[PASSAGE PROVIDED]

With only around 13,000 cops remaining, Chicago’s 117,000 gang members now outnumber officers by roughly 10 to one, at a time when the Windy City is facing a surge in homicides and shootings.
“We’ve never seen an increase like that. Previously the biggest one-year increase in murder was a 12.5% increase in the 1960s,” statistician and crime analyst Jeff Asher said recently. “We’re really talking about unprecedented increases in murder.”
In St. Louis, Missouri, the city saw the highest homicide rate in 50 years at 87 killings per 100,000 residents. Asher says that’s one of the highest murder rates ever recorded in a U.S. city.
To put this into perspective, Rio De Janeiro has a homicide rate of approximately 29 per 100,000 people, and the murder rate there as well as other third world cities has remained relatively stable throughout the pandemic.
Using the FBI data, Asher concluded that the murder rate for 2020 was approximately 6.5 per 100,000 people. Not since 1998 has the country seen a murder rate that high.
Additionally, according to the data, the black share of known homicide offenders rose to a record of almost 60%, with the same demographic committing over 50% of all violent crimes. for the year.
While the number of known murder offenders increased by 17.3 percent, the number of unknown murder offenders grew 36.0%. Murders in black neighborhoods tend to have the lowest clearance rate, and overall, around 50% of all violent crime goes unsolved.
As per every year, the FBI statistics combined Hispanics and non-Hispanic whites together into one category, blurring the racial breakdown of known crime offenders for some analysts.
According to the same data, anti-white hate crimes are the second most common hate crime category. The data also show that black offenders of hate crimes occurred at over twice the rate per 100,000 people than hate crimes committed by white offenders.
For hate crimes specifically, the recent FBI dataset tallies reported hate crimes, not the number of hate crimes proven in court.

[/PASSAGE PROVIDED]
[RECORD EXTRACTS]

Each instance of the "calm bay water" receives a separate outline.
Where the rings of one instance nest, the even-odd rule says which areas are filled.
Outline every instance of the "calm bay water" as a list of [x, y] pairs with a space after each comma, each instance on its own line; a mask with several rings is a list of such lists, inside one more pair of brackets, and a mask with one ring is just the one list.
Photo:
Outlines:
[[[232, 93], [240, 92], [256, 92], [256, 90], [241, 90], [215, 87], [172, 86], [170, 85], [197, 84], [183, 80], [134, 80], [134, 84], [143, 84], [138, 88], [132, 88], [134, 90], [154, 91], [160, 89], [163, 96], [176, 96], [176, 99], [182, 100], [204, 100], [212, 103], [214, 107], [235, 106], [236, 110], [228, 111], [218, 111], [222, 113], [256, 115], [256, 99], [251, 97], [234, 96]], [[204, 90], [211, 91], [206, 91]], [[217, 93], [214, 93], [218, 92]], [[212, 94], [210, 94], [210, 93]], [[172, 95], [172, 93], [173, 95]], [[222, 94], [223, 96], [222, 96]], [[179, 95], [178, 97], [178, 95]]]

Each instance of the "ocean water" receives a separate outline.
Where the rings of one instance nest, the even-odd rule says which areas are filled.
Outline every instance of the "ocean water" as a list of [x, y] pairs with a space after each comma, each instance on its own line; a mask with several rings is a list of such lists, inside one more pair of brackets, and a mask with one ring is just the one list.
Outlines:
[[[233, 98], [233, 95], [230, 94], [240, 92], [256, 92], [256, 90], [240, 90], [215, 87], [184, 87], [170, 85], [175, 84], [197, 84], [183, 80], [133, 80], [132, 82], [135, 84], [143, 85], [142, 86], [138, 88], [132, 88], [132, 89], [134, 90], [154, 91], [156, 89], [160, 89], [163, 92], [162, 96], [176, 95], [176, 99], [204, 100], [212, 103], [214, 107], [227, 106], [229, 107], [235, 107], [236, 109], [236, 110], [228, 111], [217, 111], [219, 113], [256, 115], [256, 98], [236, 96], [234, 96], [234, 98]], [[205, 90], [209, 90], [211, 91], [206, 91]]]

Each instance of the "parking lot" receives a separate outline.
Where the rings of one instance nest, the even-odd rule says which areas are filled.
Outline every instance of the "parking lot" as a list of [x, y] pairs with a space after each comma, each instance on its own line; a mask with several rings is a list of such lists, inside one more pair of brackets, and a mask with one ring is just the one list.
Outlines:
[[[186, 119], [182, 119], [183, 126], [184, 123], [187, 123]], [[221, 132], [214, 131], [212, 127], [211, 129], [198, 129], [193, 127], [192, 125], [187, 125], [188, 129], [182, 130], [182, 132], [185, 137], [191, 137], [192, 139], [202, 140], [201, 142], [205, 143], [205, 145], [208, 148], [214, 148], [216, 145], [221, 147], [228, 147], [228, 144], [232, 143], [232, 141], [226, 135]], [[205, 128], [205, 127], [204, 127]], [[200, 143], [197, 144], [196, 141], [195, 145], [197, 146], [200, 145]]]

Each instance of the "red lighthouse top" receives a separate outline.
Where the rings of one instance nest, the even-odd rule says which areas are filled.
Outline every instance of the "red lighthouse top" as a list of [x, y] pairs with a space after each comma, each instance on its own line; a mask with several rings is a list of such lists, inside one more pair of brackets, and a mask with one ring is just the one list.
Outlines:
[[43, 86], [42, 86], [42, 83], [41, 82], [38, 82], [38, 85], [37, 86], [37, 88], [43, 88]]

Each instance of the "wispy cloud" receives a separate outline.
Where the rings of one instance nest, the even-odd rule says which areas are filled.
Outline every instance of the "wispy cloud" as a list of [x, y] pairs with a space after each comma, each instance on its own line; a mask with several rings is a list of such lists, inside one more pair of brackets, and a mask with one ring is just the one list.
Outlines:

[/RECORD EXTRACTS]

_WORK TASK 1_. Repeat everything in the passage on murder rates from "While the number" down to "proven in court.", word for word.
_WORK TASK 2_. In the passage on murder rates, what homicide rate did St. Louis record?
_WORK TASK 3_. List every city named in the passage on murder rates.

_PROBLEM SOLUTION 1_.
While the number of known murder offenders increased by 17.3 percent, the number of unknown murder offenders grew 36.0%. Murders in black neighborhoods tend to have the lowest clearance rate, and overall, around 50% of all violent crime goes unsolved.
As per every year, the FBI statistics combined Hispanics and non-Hispanic whites together into one category, blurring the racial breakdown of known crime offenders for some analysts.
According to the same data, anti-white hate crimes are the second most common hate crime category. The data also show that black offenders of hate crimes occurred at over twice the rate per 100,000 people than hate crimes committed by white offenders.
For hate crimes specifically, the recent FBI dataset tallies reported hate crimes, not the number of hate crimes proven in court.

_PROBLEM SOLUTION 2_. 87 killings per 100,000 residents.

_PROBLEM SOLUTION 3_.
Chicago
St. Louis
Rio De Janeiro